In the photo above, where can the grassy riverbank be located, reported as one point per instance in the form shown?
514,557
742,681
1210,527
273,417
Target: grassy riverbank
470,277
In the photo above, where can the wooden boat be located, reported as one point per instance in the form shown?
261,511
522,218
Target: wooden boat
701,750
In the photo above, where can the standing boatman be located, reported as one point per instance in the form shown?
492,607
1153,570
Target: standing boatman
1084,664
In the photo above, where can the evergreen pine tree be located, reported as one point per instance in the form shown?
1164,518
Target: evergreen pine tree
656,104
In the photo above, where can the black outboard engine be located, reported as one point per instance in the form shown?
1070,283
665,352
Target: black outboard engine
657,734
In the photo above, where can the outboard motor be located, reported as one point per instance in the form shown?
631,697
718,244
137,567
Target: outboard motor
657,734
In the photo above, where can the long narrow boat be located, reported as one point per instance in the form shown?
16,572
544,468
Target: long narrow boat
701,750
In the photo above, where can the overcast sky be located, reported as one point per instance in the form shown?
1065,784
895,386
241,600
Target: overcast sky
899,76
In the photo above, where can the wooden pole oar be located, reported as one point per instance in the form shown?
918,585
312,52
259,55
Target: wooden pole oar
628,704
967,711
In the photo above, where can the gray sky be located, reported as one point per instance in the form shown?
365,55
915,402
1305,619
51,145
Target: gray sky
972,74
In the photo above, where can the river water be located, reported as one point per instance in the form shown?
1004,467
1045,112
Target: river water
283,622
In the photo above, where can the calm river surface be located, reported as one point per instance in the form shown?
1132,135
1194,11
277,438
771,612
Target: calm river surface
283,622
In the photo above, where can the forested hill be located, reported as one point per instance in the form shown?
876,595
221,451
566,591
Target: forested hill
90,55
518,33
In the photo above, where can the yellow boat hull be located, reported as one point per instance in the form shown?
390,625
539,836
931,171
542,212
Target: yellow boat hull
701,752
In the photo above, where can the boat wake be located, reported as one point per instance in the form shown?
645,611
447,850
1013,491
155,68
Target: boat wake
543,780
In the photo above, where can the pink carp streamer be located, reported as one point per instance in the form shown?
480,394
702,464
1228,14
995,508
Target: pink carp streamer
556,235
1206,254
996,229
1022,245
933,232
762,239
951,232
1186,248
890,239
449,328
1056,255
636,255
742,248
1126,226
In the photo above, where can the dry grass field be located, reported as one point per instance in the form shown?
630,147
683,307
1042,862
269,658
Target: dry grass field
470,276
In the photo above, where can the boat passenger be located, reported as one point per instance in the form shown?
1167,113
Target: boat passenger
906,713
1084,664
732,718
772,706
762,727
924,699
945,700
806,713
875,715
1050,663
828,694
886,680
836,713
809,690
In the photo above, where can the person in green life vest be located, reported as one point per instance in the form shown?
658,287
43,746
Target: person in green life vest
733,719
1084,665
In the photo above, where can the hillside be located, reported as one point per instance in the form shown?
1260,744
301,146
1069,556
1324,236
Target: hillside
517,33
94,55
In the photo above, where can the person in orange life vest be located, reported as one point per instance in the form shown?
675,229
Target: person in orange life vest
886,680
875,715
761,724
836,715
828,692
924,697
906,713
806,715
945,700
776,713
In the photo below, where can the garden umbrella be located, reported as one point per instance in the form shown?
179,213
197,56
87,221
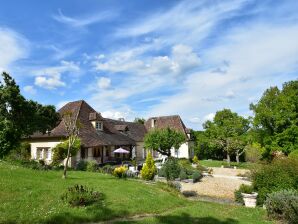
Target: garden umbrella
121,151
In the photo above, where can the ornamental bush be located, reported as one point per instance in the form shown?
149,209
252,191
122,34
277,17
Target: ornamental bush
171,169
294,154
195,160
120,172
149,169
79,195
92,166
281,174
283,205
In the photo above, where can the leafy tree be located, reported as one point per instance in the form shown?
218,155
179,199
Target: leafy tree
60,151
72,128
139,120
276,118
149,170
20,117
226,132
162,140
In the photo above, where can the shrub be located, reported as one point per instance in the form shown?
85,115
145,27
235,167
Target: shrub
79,195
247,189
149,169
253,152
195,160
294,154
109,169
190,193
92,166
183,175
196,176
281,174
283,205
120,172
171,169
81,165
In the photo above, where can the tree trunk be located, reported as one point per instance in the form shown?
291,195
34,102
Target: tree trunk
237,157
67,159
228,159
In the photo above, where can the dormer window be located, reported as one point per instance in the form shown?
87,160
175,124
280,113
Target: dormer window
98,125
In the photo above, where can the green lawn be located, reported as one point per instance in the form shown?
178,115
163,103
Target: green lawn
31,196
219,163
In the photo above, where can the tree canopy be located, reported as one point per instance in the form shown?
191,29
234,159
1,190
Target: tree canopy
226,132
20,117
163,140
276,118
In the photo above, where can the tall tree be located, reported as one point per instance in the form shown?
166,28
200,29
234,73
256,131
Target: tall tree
226,132
72,128
139,120
20,117
276,118
163,140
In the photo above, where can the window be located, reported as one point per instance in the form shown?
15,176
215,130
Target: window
98,125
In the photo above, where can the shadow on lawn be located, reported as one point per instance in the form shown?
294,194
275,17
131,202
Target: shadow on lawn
185,218
93,213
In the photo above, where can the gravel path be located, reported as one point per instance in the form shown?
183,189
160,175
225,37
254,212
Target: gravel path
218,187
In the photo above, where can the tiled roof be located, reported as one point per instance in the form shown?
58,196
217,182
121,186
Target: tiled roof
174,122
88,134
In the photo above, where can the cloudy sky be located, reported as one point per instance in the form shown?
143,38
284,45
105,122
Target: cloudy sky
139,58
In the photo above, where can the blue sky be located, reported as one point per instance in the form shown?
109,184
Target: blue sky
135,58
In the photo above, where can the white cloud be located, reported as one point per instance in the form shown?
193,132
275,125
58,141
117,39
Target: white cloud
30,89
103,83
84,21
50,77
13,46
181,59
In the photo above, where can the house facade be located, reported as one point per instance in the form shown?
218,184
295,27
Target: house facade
101,136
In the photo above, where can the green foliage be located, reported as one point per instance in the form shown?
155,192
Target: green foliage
22,152
120,172
294,154
171,169
60,151
80,195
283,205
196,176
20,117
92,166
247,189
254,152
183,175
195,160
81,165
281,174
227,131
162,140
276,118
139,120
149,169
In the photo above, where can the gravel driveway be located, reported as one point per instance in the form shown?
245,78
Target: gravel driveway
222,185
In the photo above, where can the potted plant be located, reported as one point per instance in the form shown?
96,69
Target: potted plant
250,199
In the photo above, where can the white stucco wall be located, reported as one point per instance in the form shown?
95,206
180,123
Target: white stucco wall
49,144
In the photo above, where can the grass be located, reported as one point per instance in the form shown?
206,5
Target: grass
219,163
32,196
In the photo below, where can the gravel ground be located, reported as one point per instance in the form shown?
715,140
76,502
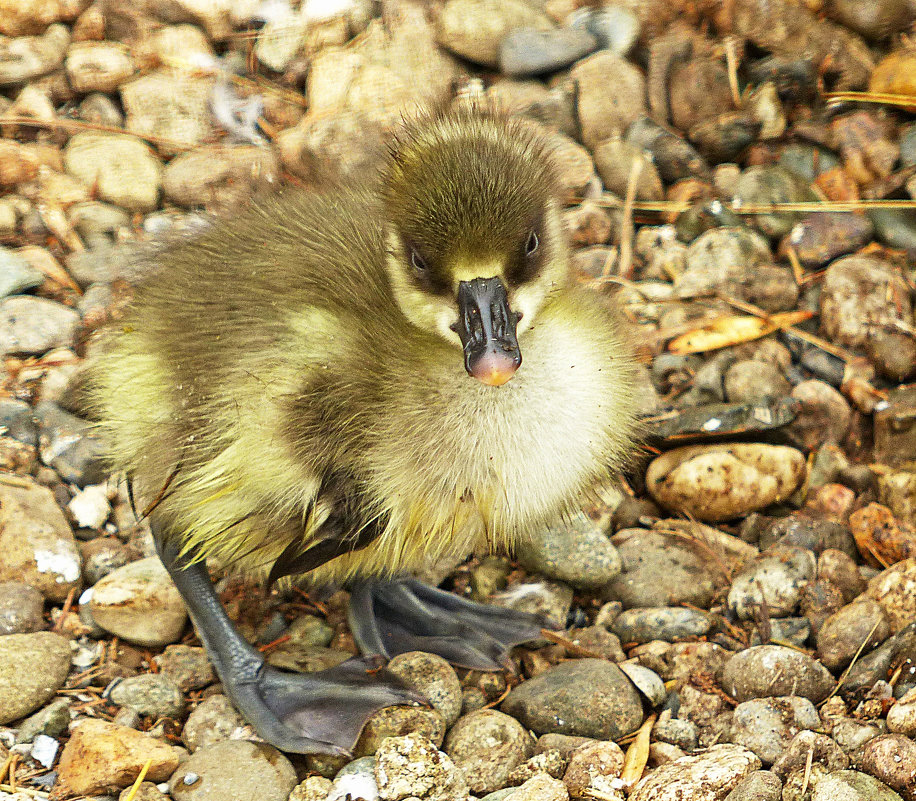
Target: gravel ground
735,620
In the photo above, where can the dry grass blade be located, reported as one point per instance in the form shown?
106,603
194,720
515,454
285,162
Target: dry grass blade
637,756
141,776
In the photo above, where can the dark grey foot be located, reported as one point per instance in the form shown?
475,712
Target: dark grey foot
306,713
393,617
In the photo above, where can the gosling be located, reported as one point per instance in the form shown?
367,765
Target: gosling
351,384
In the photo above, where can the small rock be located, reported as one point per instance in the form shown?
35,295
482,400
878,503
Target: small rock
660,623
16,274
761,785
610,95
119,166
594,770
529,51
188,667
901,718
33,667
486,746
768,725
539,788
139,603
474,29
97,66
587,697
859,625
149,694
396,721
33,325
711,775
895,590
236,769
102,757
50,721
765,671
21,608
578,553
721,482
776,579
36,541
851,785
411,767
891,758
433,677
213,721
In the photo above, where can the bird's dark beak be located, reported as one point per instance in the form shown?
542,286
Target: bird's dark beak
486,326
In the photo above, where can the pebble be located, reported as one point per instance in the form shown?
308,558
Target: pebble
768,725
23,58
487,746
586,697
121,167
578,553
236,769
434,678
764,671
50,721
660,623
895,590
100,556
538,788
33,667
102,757
187,666
852,785
149,694
168,107
775,578
761,785
16,274
31,325
395,721
36,541
861,624
773,184
70,445
411,767
862,300
97,66
891,758
212,721
594,771
821,238
474,29
525,52
140,604
610,95
722,482
710,775
21,608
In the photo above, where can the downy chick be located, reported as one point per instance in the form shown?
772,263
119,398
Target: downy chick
353,383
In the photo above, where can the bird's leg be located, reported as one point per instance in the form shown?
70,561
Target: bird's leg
320,712
396,616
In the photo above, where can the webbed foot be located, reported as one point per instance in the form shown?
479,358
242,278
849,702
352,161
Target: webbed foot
393,617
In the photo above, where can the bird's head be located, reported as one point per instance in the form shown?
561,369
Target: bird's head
474,235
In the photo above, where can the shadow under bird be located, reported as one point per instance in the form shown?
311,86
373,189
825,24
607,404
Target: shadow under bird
348,384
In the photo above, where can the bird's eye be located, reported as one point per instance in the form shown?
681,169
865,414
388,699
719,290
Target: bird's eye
417,262
532,244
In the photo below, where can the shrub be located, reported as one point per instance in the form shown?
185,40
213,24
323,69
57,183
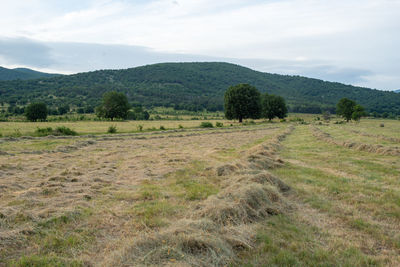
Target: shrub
61,130
112,129
206,124
36,111
43,131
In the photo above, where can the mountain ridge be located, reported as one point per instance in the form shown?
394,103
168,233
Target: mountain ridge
22,74
192,86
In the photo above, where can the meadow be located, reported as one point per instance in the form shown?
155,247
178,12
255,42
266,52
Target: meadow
303,192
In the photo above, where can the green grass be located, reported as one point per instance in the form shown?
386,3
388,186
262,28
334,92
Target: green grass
282,241
44,261
153,214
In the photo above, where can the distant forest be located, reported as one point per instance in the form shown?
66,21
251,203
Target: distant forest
190,86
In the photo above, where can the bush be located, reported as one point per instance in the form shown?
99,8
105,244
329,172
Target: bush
112,129
62,130
43,131
206,124
36,111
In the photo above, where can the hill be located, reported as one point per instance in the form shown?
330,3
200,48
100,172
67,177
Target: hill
192,86
22,74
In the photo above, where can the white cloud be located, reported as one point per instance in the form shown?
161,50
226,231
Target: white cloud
352,34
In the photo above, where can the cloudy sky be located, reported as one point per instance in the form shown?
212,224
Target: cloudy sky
350,41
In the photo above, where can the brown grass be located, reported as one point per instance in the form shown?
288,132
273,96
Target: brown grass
379,149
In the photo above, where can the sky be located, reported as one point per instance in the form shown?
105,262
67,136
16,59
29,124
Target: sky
349,41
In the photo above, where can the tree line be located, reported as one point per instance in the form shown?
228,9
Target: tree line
244,101
190,86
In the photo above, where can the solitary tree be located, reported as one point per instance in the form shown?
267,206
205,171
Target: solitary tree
345,108
242,101
273,106
36,111
114,105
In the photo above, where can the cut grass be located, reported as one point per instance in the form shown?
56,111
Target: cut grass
282,241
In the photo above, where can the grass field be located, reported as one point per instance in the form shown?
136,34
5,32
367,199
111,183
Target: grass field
257,195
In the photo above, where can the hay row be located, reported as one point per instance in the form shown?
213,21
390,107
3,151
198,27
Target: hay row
120,136
144,136
379,149
221,225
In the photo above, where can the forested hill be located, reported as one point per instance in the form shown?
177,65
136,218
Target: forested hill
191,86
22,74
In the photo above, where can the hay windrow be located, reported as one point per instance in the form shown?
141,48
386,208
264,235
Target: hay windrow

Work order – Among the lines above, return those that contain the string "below".

Solution for this exercise –
In the photo below, where can the garden umbrella be located, reported as one point per instance in the form shown?
In the photo below, where can the gravel ground be located, reported as one point per instance in the form shown?
In the photo below, where can the shrub be located, reported as one point per instance in the form shown?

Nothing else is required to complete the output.